◆ Exercise brief: Copy each of the following records line for line, without altering anything.

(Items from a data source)

+ + + + +

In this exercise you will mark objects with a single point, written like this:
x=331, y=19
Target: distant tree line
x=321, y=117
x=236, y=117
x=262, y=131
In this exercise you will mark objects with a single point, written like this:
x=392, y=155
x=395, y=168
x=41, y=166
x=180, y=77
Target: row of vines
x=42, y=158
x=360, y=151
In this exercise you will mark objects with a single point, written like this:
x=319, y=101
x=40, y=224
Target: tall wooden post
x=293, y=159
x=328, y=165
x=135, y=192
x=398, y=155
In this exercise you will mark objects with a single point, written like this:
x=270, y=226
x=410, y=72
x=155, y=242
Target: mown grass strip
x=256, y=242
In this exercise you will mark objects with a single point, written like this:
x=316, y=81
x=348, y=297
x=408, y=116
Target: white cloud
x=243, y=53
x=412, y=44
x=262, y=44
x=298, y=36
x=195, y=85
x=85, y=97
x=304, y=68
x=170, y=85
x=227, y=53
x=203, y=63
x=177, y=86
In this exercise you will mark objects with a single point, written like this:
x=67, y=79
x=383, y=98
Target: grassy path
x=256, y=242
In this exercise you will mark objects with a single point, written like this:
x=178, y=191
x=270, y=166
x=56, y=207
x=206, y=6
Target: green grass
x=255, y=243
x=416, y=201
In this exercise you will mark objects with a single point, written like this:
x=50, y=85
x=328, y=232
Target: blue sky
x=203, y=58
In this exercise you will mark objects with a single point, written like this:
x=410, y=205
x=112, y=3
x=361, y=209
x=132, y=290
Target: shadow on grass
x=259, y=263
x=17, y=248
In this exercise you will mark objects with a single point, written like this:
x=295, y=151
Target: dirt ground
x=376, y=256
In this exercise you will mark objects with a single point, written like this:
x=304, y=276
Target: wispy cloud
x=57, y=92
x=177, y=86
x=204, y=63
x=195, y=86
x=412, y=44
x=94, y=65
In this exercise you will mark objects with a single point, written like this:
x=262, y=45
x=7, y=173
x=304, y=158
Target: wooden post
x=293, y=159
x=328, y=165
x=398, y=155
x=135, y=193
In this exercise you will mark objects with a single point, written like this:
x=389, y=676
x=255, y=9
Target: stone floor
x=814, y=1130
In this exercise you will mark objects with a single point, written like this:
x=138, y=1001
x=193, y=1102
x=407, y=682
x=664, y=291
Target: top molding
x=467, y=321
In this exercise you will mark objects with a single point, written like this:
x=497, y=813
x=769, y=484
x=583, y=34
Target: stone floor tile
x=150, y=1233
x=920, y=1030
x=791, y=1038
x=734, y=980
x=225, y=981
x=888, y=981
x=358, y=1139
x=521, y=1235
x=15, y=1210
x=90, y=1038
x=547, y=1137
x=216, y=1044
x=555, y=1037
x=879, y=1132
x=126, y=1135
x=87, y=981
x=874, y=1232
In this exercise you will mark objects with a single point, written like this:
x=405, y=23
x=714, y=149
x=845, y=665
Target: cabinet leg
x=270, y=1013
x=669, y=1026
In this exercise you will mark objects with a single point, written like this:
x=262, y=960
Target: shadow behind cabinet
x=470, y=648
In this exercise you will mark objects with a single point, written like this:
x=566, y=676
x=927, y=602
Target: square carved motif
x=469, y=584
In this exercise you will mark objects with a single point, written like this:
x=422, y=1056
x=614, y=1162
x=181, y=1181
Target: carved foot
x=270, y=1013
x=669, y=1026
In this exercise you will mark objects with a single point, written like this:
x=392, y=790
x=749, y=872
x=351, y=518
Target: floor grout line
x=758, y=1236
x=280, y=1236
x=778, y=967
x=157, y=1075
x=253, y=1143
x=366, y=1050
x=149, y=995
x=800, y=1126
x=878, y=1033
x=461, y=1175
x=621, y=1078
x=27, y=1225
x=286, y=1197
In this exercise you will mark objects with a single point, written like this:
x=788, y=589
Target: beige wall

+ + + + +

◆ Response:
In this exercise you will mark objects with a single point, written like this:
x=331, y=19
Target: distant tree line
x=321, y=117
x=236, y=117
x=262, y=131
In this exercise you will mark objects with a single point, written like this:
x=392, y=155
x=395, y=168
x=41, y=166
x=180, y=77
Target: row of vines
x=42, y=158
x=360, y=151
In this exercise you will mark objects with a single point, written like this:
x=319, y=101
x=40, y=224
Target: tall wooden post
x=293, y=159
x=328, y=165
x=135, y=192
x=398, y=155
In this exercise you will mark objects with a single point, written like this:
x=270, y=226
x=410, y=72
x=155, y=242
Target: mown grass strip
x=256, y=242
In this exercise you will mark objects with a single point, written like this:
x=316, y=81
x=348, y=297
x=408, y=116
Target: white cloud
x=243, y=53
x=412, y=44
x=262, y=44
x=298, y=36
x=195, y=85
x=85, y=97
x=304, y=68
x=170, y=85
x=227, y=53
x=203, y=63
x=177, y=86
In this exercise you will mark objects with a single point, written like this:
x=67, y=79
x=383, y=98
Target: grassy path
x=256, y=242
In this exercise you will mark objects with a single point, written like this:
x=178, y=191
x=270, y=166
x=56, y=207
x=206, y=6
Target: green grass
x=255, y=243
x=416, y=201
In this exercise you will mark objects with a single point, written like this:
x=50, y=85
x=328, y=232
Target: blue sky
x=203, y=58
In this exercise you will mark objects with a single point, written like this:
x=410, y=205
x=112, y=3
x=361, y=209
x=132, y=290
Target: shadow on grass
x=259, y=263
x=17, y=248
In this exercise you will mark objects with a single point, written like this:
x=295, y=151
Target: dirt ground
x=376, y=256
In this exercise you will mark objects with a single point, written like this:
x=304, y=276
Target: wispy cloud
x=57, y=92
x=177, y=86
x=204, y=63
x=195, y=86
x=412, y=44
x=94, y=65
In this exercise you will mark objects with a single point, written like this:
x=262, y=45
x=7, y=173
x=304, y=158
Target: wooden post
x=293, y=159
x=328, y=165
x=398, y=155
x=135, y=193
In this exercise you will mark objects with a single point, written like this:
x=389, y=676
x=255, y=9
Target: stone floor
x=814, y=1130
In this exercise you will mark objects with a single point, written like this:
x=138, y=1001
x=193, y=1102
x=407, y=682
x=664, y=291
Target: top molding
x=467, y=321
In this exercise you will mark objects with a single point, written like this:
x=497, y=813
x=769, y=484
x=583, y=34
Target: stone floor tile
x=150, y=1233
x=920, y=1030
x=791, y=1038
x=734, y=980
x=225, y=981
x=888, y=981
x=358, y=1139
x=521, y=1235
x=15, y=1210
x=90, y=1038
x=547, y=1137
x=216, y=1044
x=555, y=1037
x=879, y=1132
x=126, y=1135
x=87, y=981
x=874, y=1232
In this exercise you will mark objects with a single point, written like this:
x=405, y=23
x=714, y=149
x=845, y=665
Target: cabinet leg
x=270, y=1013
x=669, y=1026
In this exercise you will mark objects with a single point, written like this:
x=262, y=960
Target: shadow behind cabinet
x=470, y=648
In this exercise you will mark objects with a single point, written like this:
x=566, y=676
x=927, y=602
Target: square carved motif
x=469, y=584
In this exercise you will mark objects with a single point, written like this:
x=422, y=1056
x=614, y=1162
x=181, y=1181
Target: carved foot
x=270, y=1013
x=669, y=1026
In this exercise you will mark objects with a single point, written like this:
x=392, y=790
x=749, y=872
x=351, y=518
Target: floor grout line
x=758, y=1236
x=280, y=1236
x=778, y=967
x=157, y=1075
x=253, y=1143
x=366, y=1050
x=149, y=995
x=800, y=1126
x=878, y=1033
x=461, y=1175
x=621, y=1078
x=27, y=1225
x=286, y=1197
In this exercise you will mark objects with a single point, written like this:
x=788, y=589
Target: beige wall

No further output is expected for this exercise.